OBJECTIVE: Rescale the material below by copying every line of it. Multiply each x and y coordinate in the answers by 1.85 and round to the nearest whole number, with halves rounded up. Keep everything else unchanged, and leave out the images.

START

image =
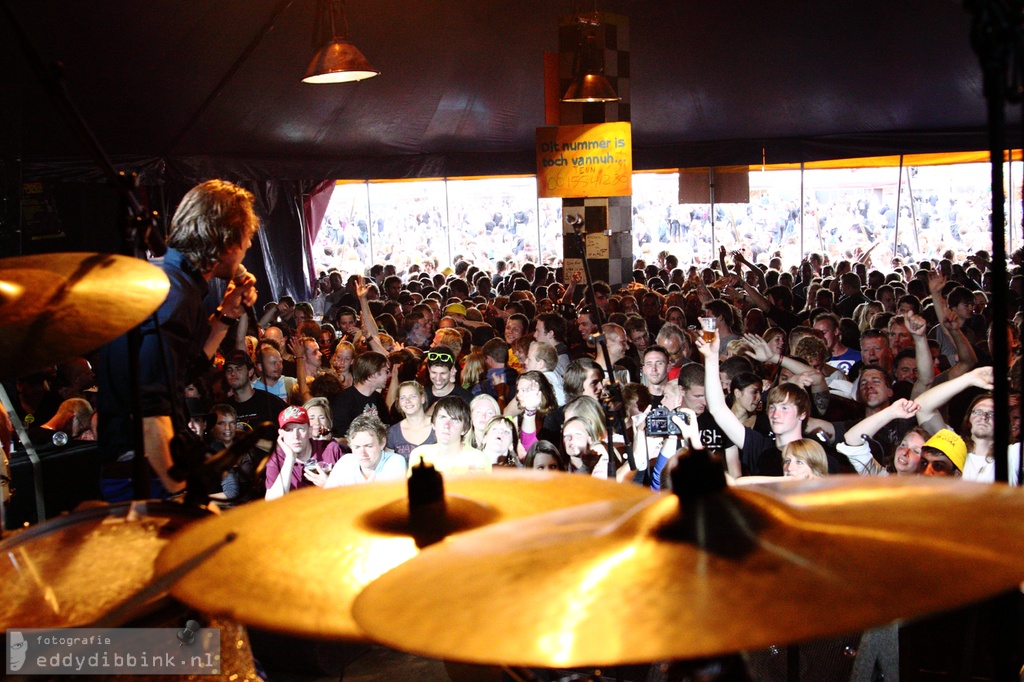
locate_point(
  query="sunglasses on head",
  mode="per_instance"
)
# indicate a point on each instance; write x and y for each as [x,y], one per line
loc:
[441,355]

END

REPLY TO THE EXERCISE:
image =
locate_point(
  query="sunglasses on head",
  mode="per_instance"
)
# indicate a point on each instance; write x and y for each as [x,y], one per line
loc:
[816,657]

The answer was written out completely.